(Excerpts from a location annotation dataset)
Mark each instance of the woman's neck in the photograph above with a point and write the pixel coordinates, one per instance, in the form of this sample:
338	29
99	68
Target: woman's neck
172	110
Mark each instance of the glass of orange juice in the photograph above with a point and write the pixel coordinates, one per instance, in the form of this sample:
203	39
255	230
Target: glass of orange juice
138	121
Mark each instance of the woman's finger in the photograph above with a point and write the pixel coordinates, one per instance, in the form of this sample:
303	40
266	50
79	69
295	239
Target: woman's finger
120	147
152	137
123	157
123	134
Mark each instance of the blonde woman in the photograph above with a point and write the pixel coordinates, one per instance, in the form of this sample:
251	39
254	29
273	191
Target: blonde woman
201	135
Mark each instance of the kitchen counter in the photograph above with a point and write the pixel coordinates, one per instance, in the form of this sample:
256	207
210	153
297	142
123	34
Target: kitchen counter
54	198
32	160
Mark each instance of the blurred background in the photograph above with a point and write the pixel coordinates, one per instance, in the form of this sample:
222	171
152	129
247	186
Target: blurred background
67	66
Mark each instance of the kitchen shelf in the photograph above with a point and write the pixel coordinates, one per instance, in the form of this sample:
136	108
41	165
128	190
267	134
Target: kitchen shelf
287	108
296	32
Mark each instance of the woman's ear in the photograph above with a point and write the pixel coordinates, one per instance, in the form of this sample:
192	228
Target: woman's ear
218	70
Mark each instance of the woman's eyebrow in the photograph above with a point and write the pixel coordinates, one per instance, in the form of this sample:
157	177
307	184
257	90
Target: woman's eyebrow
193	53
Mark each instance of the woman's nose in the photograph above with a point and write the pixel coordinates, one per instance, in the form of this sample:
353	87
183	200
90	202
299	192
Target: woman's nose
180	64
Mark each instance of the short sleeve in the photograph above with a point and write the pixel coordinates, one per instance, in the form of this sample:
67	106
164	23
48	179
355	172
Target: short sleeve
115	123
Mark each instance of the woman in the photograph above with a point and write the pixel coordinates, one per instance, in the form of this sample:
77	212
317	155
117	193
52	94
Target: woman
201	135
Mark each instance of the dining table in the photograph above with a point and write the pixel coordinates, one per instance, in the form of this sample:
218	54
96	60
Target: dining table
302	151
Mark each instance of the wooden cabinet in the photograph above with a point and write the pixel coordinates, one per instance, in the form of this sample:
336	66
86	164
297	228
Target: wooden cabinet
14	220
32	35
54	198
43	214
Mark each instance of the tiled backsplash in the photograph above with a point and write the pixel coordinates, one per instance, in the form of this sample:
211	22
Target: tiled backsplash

> [Given task] Copy out all of the records again, renaming "Target" to "Object" everywhere and leaving everything else untouched.

> [Answer to this task]
Mark each instance of the woman's neck in the photograph above with a point and write the pixel coordinates, one per instance, in the form of this sample:
338	29
99	68
Object: woman's neck
172	110
Mark each instance of the glass of orange juice in the photograph above with a point and write the pixel coordinates, one per instance, in the form of this sample:
203	39
255	230
Object: glass of orange juice
138	121
Mark each instance of the woman's finger in the photograph above with a point and write the pixel coordinates, one per instance, in the form of this sample:
303	40
266	50
79	69
295	239
Object: woman's finger
120	147
152	137
123	157
123	134
Mark each instance of the blonde woman in the photograph above with a point and write the pixel coordinates, one per instance, in the form of this sample:
251	39
254	29
273	191
Object: blonde woman
201	135
Mark each instance of the kitchen counter in the photograph above with a point and write the pixel coordinates, one per instance, in the form of this sample:
256	207
210	153
297	142
123	34
Object: kitchen counter
54	198
32	160
Mark each instance of the blurred background in the photograph above with a point and write the pixel coordinates, one per instance, in the form of this sample:
222	171
152	129
247	186
Object: blurred background
67	66
Mark each instance of the kitchen shelf in the photograph above with a point and write the pixel coordinates, one per instance, in the form of this sample:
136	108
41	165
128	190
267	134
Object: kitchen shelf
287	108
296	32
Mark each instance of the woman's ear in the photograph above with a point and write the pixel coordinates, one per instance, in the form of this sample:
192	228
Object: woman's ear
218	70
Mark each instance of the woman's eyebrow in the photograph above with a point and write the pixel coordinates, one per instance, in the form of this sample:
157	177
307	184
257	90
Object: woman's eyebrow
193	53
Mark each instance of the woman's nose in the photograph above with a point and write the pixel coordinates, one per instance, in the form of this sample:
353	87
183	200
90	202
299	192
Object: woman's nose
180	64
Mark each instance of the short sleeve in the photograph above with a point and write the pixel coordinates, one per instance, in the form of this sample:
67	106
164	23
48	179
355	172
Object: short sleeve
115	123
Mark each instance of the woman in the photograph above with a point and write the pixel coordinates, one per instance, in the form of this sample:
77	212
317	155
117	193
52	94
Object: woman
201	135
Mark each instance of the dining table in the photograph above with a point and write the pixel coordinates, one per instance, in the form of this sample:
218	54
96	60
Object: dining table
302	151
Mark each instance of the wooden cabinet in the photograph above with a point and write the pixel coordinates, one per instance, in the form of this sample:
336	66
86	164
297	228
Object: wooden cabinet
14	220
32	35
54	198
43	214
Mark each instance of the tiled backsplash in the photograph above with a point and write the pixel coordinates, one per instance, in the form of this sample:
211	22
Object: tiled backsplash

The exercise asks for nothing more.